The attributes of each of the five sets of system components convey information that helps to identify a component’s location in time and space. Temporal attributes are defined with reference to a specific point in time, and could include the age of individual people (human components), infrastructure (technical components), and wildlife (environmental components) as well as the dates of laws (institutional components) and scientific discoveries (knowledge components). Spatial attributes can be measured relative to geographical distances or political boundaries on scales ranging from local to global. Some human components like Minamata fishers live within the same municipality, but others, such as commercial fish consumers, are spread across national jurisdictions and geographical regions. A technical component can be a pollution control device that is installed in a specific point source in a set location, or mercury that is traded across borders. An environmental component can be fish in a small lake or in a major ocean such as the Atlantic. An institution may be a law that applies only to a sub-national jurisdiction, or may be the global Minamata Convention. Knowledge about mercury’s properties can be highly localized as well as diffused all over the world.
Our categories of system components illustrate that our concept of the HTE system is related to, but distinct from, other system descriptions, including social-ecological systems, social-environmental systems, coupled human-natural systems, human-environmental systems, socio-technical systems, production-consumption systems, and engineering systems (Liu et al. 2007; Ostrom 2009; de Weck et al. 2011; Markard et al. 2012; Selin and Friedman 2012; Levin et al. 2013; Chen 2015; Matson et al. 2016; Colding and Barthel 2019). These different system labels reflect a varying focus on distinct types of system components that are understood to interact in different ways. Each of these system descriptions emphasizes the importance of partially different components, but overlaps inevitably occur as components are conceptualized. In defining the human-technical-environmental system as used in this book, we aim to integrate and give equivalent attention to human-natural and socio-technical perspectives drawn from different literatures. We elaborate on further differences between the HTE framework and other system descriptions in chapter 8.

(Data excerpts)
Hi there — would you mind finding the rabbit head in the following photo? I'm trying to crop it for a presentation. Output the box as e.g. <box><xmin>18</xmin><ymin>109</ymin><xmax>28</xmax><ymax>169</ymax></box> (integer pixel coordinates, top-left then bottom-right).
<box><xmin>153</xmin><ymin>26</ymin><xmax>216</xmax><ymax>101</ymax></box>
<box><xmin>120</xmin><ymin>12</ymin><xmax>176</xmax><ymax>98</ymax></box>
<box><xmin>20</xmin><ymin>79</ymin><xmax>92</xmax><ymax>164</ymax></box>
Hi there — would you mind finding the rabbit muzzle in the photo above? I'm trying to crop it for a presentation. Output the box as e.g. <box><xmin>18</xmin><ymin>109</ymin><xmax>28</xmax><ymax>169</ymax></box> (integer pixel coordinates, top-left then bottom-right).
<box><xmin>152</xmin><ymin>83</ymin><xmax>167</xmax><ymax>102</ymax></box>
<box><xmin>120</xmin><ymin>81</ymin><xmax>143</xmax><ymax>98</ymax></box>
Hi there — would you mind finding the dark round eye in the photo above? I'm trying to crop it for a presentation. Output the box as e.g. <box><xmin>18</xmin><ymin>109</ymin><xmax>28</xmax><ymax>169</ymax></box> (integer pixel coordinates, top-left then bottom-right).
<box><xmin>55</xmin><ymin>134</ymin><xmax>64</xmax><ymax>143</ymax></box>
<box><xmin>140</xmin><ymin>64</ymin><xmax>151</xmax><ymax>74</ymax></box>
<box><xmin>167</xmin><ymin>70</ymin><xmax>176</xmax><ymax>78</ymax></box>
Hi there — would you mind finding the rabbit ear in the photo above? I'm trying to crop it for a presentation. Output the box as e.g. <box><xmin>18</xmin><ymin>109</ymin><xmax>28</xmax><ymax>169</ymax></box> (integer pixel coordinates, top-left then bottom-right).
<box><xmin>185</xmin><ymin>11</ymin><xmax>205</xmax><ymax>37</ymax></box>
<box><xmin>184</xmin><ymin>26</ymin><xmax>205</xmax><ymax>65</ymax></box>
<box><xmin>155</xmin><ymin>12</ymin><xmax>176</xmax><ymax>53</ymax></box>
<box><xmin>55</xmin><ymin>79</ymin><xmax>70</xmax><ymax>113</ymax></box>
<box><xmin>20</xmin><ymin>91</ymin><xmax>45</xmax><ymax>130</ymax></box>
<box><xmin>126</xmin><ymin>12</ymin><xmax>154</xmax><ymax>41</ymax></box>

---

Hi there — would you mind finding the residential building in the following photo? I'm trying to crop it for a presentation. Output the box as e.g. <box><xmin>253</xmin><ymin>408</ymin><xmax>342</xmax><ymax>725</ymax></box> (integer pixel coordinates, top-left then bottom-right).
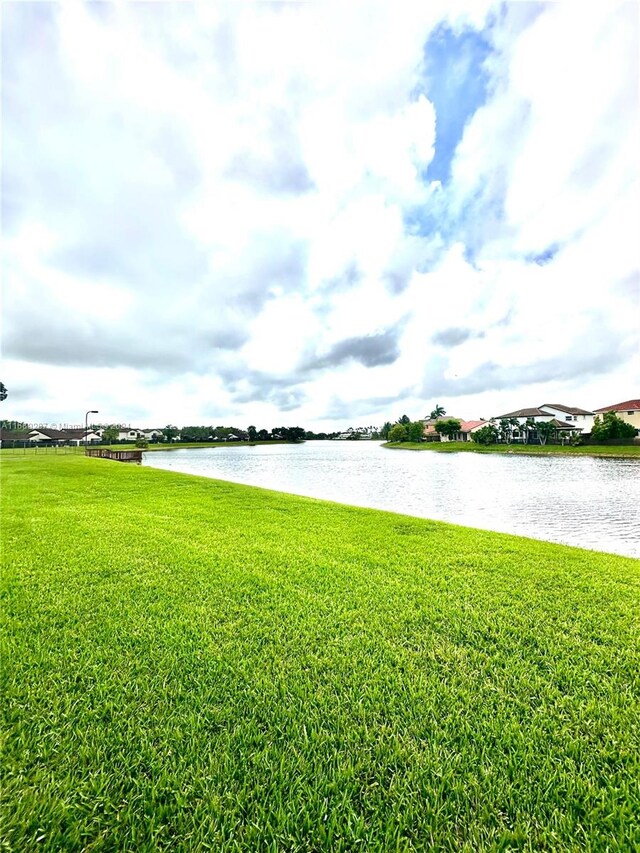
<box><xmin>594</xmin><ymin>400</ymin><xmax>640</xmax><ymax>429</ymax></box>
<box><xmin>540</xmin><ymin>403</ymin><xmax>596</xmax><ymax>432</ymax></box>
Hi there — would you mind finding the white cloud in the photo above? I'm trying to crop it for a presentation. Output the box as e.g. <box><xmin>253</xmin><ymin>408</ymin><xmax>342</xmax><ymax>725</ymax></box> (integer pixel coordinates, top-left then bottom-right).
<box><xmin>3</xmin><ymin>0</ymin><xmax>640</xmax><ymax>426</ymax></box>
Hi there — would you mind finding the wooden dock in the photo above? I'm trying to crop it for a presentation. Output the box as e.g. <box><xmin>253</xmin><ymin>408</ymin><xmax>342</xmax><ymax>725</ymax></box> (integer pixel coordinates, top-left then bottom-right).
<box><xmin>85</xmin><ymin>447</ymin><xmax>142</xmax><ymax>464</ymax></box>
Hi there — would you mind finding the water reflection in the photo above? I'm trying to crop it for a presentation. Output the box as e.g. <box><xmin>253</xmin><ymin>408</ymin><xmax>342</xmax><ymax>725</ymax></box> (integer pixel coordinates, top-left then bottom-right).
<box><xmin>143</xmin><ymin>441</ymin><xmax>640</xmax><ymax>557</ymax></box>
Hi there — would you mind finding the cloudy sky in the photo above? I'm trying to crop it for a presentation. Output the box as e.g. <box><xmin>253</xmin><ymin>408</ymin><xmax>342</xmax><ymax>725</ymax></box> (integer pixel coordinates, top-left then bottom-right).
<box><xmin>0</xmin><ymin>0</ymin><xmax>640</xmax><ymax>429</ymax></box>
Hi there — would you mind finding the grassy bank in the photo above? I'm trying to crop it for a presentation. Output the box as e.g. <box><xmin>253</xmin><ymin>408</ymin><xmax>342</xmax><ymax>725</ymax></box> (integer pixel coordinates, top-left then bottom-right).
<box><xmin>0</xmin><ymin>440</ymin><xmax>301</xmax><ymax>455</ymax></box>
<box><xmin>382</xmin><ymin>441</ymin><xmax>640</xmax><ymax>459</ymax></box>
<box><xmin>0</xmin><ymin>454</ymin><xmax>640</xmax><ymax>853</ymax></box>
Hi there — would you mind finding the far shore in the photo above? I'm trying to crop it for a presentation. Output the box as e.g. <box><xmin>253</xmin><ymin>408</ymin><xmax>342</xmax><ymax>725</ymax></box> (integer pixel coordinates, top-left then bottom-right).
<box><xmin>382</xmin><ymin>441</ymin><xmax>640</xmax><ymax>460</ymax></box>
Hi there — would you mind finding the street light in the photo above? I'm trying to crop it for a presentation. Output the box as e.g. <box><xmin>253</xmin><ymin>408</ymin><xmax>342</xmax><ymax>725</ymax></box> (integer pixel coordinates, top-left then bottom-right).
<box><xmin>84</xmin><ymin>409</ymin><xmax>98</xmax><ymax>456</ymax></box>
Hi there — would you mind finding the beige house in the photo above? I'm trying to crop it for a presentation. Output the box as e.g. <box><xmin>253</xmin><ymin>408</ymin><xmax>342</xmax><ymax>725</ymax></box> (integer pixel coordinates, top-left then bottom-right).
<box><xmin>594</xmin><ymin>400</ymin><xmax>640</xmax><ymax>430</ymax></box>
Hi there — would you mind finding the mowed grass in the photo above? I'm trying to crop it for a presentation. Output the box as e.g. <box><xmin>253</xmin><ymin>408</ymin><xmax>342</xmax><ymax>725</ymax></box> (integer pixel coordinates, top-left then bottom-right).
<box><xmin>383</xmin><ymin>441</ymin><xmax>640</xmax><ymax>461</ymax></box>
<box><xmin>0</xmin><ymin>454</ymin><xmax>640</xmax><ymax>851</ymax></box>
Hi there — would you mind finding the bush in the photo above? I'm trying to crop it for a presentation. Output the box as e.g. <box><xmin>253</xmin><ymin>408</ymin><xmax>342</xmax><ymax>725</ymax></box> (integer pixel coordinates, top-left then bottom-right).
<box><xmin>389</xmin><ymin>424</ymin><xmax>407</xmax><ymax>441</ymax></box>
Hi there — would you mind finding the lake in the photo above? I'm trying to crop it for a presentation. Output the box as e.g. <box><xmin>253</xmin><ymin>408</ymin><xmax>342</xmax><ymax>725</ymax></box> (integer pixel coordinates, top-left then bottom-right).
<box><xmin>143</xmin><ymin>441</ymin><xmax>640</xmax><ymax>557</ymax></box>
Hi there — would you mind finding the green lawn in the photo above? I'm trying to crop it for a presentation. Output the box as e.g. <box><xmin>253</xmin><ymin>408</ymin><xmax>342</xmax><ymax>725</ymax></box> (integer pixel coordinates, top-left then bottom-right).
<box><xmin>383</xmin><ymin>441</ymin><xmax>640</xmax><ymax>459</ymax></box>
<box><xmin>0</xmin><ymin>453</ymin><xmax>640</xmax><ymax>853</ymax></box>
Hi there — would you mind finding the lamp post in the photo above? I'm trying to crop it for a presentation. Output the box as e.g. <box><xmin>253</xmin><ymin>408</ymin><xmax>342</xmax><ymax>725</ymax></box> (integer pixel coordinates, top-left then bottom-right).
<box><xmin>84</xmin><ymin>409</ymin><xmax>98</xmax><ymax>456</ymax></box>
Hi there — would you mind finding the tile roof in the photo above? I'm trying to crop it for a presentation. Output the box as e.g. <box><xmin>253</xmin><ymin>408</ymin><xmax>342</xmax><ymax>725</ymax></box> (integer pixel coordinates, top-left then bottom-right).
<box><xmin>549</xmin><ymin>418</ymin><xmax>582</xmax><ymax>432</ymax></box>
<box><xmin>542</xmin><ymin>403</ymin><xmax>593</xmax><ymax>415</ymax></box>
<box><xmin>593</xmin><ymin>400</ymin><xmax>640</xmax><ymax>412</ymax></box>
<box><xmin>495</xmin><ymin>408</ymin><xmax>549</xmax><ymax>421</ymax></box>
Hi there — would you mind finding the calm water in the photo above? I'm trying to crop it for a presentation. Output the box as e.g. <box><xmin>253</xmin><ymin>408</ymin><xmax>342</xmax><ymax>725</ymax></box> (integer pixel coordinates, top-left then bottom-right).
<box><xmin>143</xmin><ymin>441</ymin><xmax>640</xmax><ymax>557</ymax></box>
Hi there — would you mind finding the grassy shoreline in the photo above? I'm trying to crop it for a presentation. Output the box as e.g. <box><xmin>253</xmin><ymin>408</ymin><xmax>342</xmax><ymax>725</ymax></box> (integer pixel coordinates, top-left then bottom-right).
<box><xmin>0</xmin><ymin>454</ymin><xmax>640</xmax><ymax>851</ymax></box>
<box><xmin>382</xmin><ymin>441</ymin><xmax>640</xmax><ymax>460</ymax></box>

__Activity list__:
1. From the passage on HTE system components, list the other system descriptions that the HTE system is said to be related to but distinct from.
2. According to the passage on HTE system components, in which chapter are further differences between the HTE framework and other system descriptions discussed?
3. Resume the passage on HTE system components, starting right after its final sentence.

__Expected results__:
1.
- social-ecological systems
- social-environmental systems
- coupled human-natural systems
- human-environmental systems
- socio-technical systems
- production-consumption systems
- engineering systems

2. Chapter 8.

3.
Interactions: Components Influence Each Other
The second analytical step uses a matrix as a heuristic tool to document and examine material interactions among human, technical, and environmental components, in the context of non-material institutions and knowledge components. The interaction matrix, as we call it, captures the behavior of the system as it changes through time. It documents which specific human, technical, and environmental components interact, how they do so, and the direction in which these interactions take place—that is, which material components influence others. The matrix format is useful to classify one-way as well as two-way interactions. In other literature, conceptual diagrams in which different aspects of systems are connected with boxes and arrows are commonly used to visualize human-natural or social-ecological interactions or networks (e.g., Ostrom 2009; Bodin et al. 2019). Matrices provide the same information as box-and-arrow or network diagrams, but it can be easier to visually compare interactions in different systems within a common matrix structure. Matrices are also used in the engineering systems literature to examine systems and their functions (de Weck et al. 2011; Eppinger and Browning 2012).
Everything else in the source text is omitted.